→ **Problem description**: Find and copy every line in the records that includes the string "positive".

Segmentation mask data:
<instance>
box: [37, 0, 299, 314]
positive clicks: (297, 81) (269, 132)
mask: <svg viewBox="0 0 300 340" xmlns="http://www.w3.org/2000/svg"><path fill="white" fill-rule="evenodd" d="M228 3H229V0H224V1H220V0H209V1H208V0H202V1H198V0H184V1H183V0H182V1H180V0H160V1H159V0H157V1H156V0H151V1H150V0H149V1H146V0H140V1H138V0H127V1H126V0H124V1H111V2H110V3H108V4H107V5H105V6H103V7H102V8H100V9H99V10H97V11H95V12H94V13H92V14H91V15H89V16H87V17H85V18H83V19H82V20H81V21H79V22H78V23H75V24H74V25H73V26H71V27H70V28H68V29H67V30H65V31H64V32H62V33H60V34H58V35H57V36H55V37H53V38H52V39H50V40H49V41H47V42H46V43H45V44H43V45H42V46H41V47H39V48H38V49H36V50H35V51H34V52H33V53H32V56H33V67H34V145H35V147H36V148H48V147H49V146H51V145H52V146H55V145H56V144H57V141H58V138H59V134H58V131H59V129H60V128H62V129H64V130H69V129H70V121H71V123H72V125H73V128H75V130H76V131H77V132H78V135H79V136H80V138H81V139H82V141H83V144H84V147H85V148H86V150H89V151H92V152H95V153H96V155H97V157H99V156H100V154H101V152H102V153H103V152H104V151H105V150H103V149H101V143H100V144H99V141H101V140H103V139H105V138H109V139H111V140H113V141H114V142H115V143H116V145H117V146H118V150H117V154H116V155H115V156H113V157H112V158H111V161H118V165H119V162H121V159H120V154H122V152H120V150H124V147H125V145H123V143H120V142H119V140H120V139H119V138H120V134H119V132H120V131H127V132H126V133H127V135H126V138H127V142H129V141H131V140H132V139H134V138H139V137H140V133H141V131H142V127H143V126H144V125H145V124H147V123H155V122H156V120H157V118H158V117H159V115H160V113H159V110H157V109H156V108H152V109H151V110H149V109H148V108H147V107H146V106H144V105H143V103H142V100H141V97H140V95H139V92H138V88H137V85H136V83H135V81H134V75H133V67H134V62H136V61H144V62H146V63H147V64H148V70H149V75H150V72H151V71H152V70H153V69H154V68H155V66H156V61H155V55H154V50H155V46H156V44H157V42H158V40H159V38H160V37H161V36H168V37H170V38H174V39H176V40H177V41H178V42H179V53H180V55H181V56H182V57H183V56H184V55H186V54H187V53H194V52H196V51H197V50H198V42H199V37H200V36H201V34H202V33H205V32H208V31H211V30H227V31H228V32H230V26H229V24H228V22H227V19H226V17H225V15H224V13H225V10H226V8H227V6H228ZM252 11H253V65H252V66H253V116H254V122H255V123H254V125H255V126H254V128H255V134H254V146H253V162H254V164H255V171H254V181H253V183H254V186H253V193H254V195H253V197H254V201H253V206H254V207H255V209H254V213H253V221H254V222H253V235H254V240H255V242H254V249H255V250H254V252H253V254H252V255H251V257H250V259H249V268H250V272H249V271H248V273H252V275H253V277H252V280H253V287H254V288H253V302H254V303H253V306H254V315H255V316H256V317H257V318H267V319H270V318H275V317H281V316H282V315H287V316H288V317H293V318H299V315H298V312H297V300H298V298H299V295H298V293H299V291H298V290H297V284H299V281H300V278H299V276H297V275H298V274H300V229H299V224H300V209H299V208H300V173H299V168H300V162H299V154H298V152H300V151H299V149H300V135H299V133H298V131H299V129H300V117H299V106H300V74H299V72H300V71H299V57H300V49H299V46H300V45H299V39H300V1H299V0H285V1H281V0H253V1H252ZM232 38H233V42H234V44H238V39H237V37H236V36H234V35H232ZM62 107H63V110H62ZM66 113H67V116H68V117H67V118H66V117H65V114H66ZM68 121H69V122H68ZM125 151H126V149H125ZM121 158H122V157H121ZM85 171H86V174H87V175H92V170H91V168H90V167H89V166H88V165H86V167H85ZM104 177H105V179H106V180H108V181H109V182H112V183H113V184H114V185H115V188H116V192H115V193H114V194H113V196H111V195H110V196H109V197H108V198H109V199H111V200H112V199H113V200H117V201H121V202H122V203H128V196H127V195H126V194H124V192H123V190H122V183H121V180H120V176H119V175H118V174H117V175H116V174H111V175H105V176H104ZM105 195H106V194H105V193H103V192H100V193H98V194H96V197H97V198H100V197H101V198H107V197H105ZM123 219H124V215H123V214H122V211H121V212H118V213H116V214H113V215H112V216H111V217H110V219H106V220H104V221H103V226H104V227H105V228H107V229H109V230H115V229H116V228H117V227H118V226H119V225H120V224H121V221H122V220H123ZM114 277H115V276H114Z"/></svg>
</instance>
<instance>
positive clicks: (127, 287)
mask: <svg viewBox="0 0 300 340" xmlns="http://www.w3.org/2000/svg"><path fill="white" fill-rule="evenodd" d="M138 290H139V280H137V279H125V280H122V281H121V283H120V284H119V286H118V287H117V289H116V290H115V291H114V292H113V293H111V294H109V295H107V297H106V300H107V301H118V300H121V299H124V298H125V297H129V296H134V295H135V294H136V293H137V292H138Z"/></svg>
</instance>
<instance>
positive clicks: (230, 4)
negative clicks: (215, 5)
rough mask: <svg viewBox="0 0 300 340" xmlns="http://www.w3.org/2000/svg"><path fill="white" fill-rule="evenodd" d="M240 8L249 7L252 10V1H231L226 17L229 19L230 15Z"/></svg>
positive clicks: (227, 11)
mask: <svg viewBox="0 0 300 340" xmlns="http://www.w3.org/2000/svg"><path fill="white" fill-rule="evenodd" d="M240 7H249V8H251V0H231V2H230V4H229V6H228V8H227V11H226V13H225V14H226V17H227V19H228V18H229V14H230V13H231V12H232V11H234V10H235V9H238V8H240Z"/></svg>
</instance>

→ **Response below**:
positive clicks: (297, 81) (269, 132)
positive clicks: (127, 287)
positive clicks: (230, 4)
positive clicks: (227, 11)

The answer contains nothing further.